Mantle said it surpassed $1 billion in on-chain total value locked during the first half of 2026, as growth in tokenized equities, decentralized finance activity, stablecoins, and AI-linked financial infrastructure accelerated across its network.

The milestone marks a sharp expansion for Mantle’s role as a bridge between traditional financial assets and blockchain-based liquidity. The network reported 155 tokenized equities, more than $90 million in DeFi total value locked tied to real-world assets, and stablecoin capitalization of $955 million, up 120% from a year earlier.

Total value locked, or TVL, is a widely used measure of capital deposited in blockchain protocols. For Mantle, the crossing of the $1 billion level reflects both rising activity in DeFi markets and growing demand for tokenized real-world assets, especially equities and funds that can trade and settle on-chain.

According to data provider Artemis, Mantle reached the $1 billion mark faster than any previous Aave market. The network also recorded a 230% increase in DeFi TVL during the first half of the year. Mantle Vault, which manages more than $200 million in assets, was cited as one of the main channels bringing institutional liquidity into the decentralized ecosystem.

The figures point to a broader shift in digital asset markets. Instead of focusing only on cryptocurrency-native products, networks such as Mantle are trying to build complete financial systems where tokenized stocks, ETFs, stablecoins, lending markets, collateral products, and automated trading infrastructure work together.

For traders, the main significance is not only the size of the reported TVL. It is the combination of liquidity, asset diversity, and market infrastructure that could shape how capital moves between conventional markets and blockchain-based venues.

▶ Source excerpt:
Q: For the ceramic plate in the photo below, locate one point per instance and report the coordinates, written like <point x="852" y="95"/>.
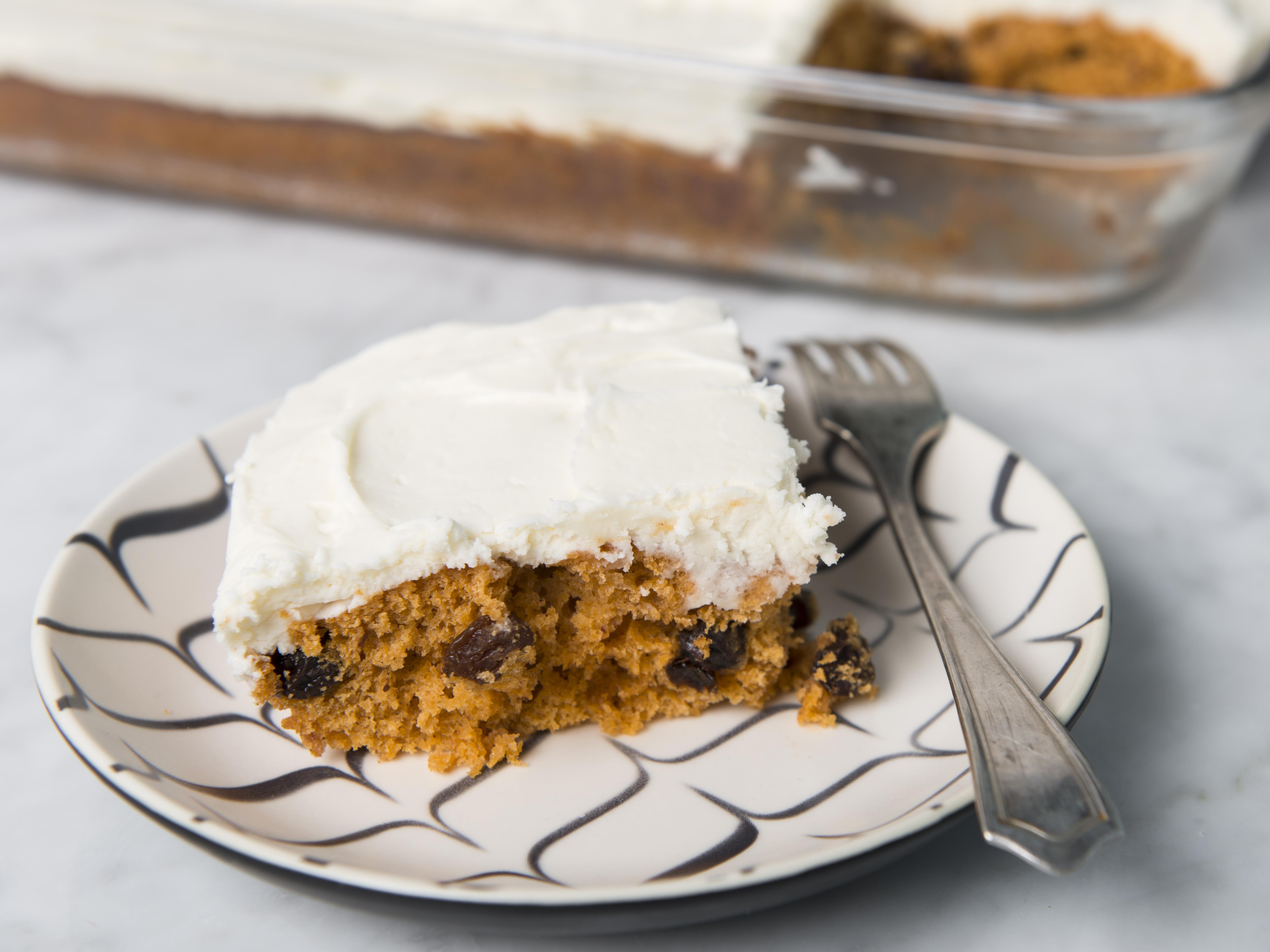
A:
<point x="693" y="808"/>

▶ What is required:
Continue the article about Mantle passing $1 billion in total value locked, picking up after its last sentence.

▶ Result for this task:
Tokenized equities become a central growth driver

Mantle’s expansion in tokenized equities was one of the most important developments during the first half of 2026. The network said it reached 155 tokenized equities, giving traders access to a wider range of traditional market exposure in blockchain form.

Tokenized equities are digital representations of stock-related assets issued and traded on blockchain rails. They are designed to mirror exposure to traditional securities while allowing on-chain settlement, continuous access, and possible integration with DeFi products such as lending and collateral markets.

From April to June, Mantle added several market layers to support issuance, trading, and redemption of on-chain assets. These included xStocks by Backed, which enabled 24/7 tokenized equity trading through Fluxion, and xChange, which introduced direct issuer execution through Atomic RFQ.

The addition of Atomic RFQ, or request-for-quote trading, is notable because it moves the system closer to institutional-style execution. Rather than depending only on open liquidity pools, traders can interact with issuer-linked pricing and execution channels. This can help reduce slippage, improve price discovery, and make tokenized assets more practical for larger orders.

By June, Mantle also introduced xPoints, a rewards program aimed at traders, asset holders, and liquidity providers. Such incentive systems are common in DeFi, but in this case they are being tied to tokenized real-world asset activity, suggesting Mantle is using rewards to deepen liquidity around products that resemble traditional market instruments.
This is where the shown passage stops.